What to work on: Your answer should be the records, restated word for word.

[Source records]
========

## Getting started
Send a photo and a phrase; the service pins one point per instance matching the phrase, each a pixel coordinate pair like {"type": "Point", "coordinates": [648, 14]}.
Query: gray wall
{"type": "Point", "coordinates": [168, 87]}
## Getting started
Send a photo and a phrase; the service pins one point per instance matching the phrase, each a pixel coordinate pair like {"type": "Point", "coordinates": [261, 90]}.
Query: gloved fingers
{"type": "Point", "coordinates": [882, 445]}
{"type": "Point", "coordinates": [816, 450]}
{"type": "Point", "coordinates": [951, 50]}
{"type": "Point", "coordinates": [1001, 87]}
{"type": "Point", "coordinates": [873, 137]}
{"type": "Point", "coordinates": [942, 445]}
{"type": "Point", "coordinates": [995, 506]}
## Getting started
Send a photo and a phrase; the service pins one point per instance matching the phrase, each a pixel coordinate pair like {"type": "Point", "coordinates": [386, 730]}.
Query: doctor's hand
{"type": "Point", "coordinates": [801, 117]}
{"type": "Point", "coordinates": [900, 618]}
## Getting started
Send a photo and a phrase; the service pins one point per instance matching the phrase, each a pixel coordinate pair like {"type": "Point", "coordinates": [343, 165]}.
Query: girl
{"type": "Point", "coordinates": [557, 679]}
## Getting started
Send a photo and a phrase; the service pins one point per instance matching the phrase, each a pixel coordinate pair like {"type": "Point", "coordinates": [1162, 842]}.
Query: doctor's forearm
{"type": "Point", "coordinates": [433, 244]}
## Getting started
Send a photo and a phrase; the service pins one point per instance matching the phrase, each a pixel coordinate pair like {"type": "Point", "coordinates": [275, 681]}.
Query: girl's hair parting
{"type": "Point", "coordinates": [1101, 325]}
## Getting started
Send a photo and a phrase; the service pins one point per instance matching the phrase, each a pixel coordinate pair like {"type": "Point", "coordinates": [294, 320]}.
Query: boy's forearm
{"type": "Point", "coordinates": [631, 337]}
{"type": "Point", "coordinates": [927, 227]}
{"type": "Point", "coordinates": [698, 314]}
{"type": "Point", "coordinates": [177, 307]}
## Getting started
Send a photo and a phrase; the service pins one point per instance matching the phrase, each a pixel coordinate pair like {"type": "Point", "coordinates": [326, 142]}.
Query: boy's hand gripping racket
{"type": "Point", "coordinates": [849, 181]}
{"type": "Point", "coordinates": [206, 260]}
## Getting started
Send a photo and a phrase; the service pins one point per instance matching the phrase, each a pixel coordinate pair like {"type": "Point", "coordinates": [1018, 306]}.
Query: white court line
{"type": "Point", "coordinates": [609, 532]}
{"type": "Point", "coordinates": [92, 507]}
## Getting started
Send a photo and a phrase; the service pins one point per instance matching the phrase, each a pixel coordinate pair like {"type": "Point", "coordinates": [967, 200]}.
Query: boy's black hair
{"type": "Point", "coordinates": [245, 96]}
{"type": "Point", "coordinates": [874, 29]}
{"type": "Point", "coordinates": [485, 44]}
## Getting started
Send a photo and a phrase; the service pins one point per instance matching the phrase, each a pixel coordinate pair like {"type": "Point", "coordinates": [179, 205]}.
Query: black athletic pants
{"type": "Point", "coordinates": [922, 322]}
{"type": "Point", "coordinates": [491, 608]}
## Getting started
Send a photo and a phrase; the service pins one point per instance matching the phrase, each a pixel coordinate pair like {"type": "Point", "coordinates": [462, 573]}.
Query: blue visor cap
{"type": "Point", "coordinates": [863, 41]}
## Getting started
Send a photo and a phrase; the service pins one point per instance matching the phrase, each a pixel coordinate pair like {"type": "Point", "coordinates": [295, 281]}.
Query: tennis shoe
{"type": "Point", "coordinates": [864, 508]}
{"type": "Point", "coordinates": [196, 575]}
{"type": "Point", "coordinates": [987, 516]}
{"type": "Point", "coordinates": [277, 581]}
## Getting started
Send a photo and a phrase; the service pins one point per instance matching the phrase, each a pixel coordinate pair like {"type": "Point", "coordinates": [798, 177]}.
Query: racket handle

========

Result:
## Getting started
Send a photo and a phrase; the service pins one point per instance matching the phrase, each a pixel coordinate pair like {"type": "Point", "coordinates": [648, 14]}.
Query: gray wall
{"type": "Point", "coordinates": [168, 87]}
## Getting started
Send a photo and a phrase; the service pins one point per instance matching the phrase, each a pixel coordinate pair like {"type": "Point", "coordinates": [261, 90]}.
Query: gloved fingers
{"type": "Point", "coordinates": [882, 445]}
{"type": "Point", "coordinates": [816, 450]}
{"type": "Point", "coordinates": [951, 50]}
{"type": "Point", "coordinates": [1001, 87]}
{"type": "Point", "coordinates": [873, 137]}
{"type": "Point", "coordinates": [942, 445]}
{"type": "Point", "coordinates": [995, 506]}
## Getting started
Send a photo and a phrase; the service pins one point per instance matching the phrase, each a pixel coordinate pair like {"type": "Point", "coordinates": [386, 730]}.
Query: doctor's hand
{"type": "Point", "coordinates": [801, 117]}
{"type": "Point", "coordinates": [900, 618]}
## Getting started
Send a photo and a phrase; the service pins one point per instance matching the phrase, each a pixel coordinate pair like {"type": "Point", "coordinates": [343, 165]}.
Query: girl
{"type": "Point", "coordinates": [557, 679]}
## Getting started
Send a photo and a phrase; the service pins one point per instance matching the phrase, each a pixel coordinate pair like {"type": "Point", "coordinates": [1162, 842]}.
Query: doctor's forearm
{"type": "Point", "coordinates": [433, 244]}
## Getting started
Send a photo and a phrase; the service pins one point per instance matching the phrase, each a pixel coordinate pair like {"type": "Point", "coordinates": [275, 681]}.
Query: girl's hair parting
{"type": "Point", "coordinates": [1101, 325]}
## Getting started
Send a photo and a phrase; the service pins one point per instance matching the phrase, each a pixel coordinate pair like {"type": "Point", "coordinates": [294, 320]}.
Query: boy's forearm
{"type": "Point", "coordinates": [631, 337]}
{"type": "Point", "coordinates": [927, 227]}
{"type": "Point", "coordinates": [698, 314]}
{"type": "Point", "coordinates": [177, 307]}
## Getting started
Send a photo and a phrase; the service pins one point per instance matching the phrase, each a pixel coordinate pair like {"type": "Point", "coordinates": [326, 142]}.
Query: boy's hand gripping racket
{"type": "Point", "coordinates": [849, 181]}
{"type": "Point", "coordinates": [206, 260]}
## Getting started
Send a photo and a phrase; the service pins one point per instance matching the phrase, each a pixel coordinate pair like {"type": "Point", "coordinates": [1018, 306]}.
Query: white court line
{"type": "Point", "coordinates": [609, 532]}
{"type": "Point", "coordinates": [92, 507]}
## Getting started
Send a photo and a phrase; the service pins one point per instance matching the phrase, each a pixel coordinate pair like {"type": "Point", "coordinates": [967, 200]}.
Query: boy's black hair
{"type": "Point", "coordinates": [245, 96]}
{"type": "Point", "coordinates": [874, 29]}
{"type": "Point", "coordinates": [485, 44]}
## Getting started
Send a photo and a phrase; the service pins one point per instance matching the phrase, each a pixel coordinate pair like {"type": "Point", "coordinates": [179, 205]}.
Query: black athletic pants
{"type": "Point", "coordinates": [922, 322]}
{"type": "Point", "coordinates": [491, 608]}
## Getting started
Send a photo and a phrase; the service pins one point per instance matching the phrase, each a pixel coordinate pair like {"type": "Point", "coordinates": [462, 573]}.
Query: blue visor cap
{"type": "Point", "coordinates": [863, 41]}
## Getting started
Send a photo and a phrase; the service pins one point per instance matching the phrase, each a pixel coordinate pair like {"type": "Point", "coordinates": [295, 281]}.
Query: tennis shoe
{"type": "Point", "coordinates": [864, 508]}
{"type": "Point", "coordinates": [196, 575]}
{"type": "Point", "coordinates": [987, 516]}
{"type": "Point", "coordinates": [277, 581]}
## Getting started
Send a photo and a phrase; the service pins one point per instance matching the phrase, each a pixel coordinate pair like {"type": "Point", "coordinates": [798, 177]}.
Query: racket handle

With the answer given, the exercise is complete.